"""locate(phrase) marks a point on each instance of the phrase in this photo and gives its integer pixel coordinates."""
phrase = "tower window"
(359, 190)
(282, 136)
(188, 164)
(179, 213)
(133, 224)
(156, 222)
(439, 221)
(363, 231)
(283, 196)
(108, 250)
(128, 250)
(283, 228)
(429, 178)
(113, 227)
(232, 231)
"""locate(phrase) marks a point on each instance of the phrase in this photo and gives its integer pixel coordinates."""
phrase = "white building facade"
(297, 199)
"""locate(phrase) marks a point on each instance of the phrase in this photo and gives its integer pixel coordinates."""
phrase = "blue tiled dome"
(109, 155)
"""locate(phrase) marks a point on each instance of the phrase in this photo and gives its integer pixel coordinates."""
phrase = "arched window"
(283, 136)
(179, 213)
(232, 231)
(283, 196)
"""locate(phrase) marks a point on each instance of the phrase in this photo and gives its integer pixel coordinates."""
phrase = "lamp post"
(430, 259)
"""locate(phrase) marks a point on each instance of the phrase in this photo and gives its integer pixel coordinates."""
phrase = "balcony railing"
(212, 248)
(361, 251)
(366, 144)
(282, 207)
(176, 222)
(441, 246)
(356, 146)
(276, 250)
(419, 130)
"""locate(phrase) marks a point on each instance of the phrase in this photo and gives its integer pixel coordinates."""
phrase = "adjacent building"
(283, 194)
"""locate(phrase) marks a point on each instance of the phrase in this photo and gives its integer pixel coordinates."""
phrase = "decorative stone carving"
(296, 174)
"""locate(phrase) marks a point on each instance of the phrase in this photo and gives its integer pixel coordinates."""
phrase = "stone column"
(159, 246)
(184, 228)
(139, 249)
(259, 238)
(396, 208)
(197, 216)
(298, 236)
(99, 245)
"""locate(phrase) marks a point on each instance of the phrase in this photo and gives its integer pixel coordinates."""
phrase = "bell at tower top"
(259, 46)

[Exercise]:
Pull out every line from the items above that includes the string "window", and keep each line unchanged.

[Expected output]:
phrase = "tower window"
phrase = "arched window"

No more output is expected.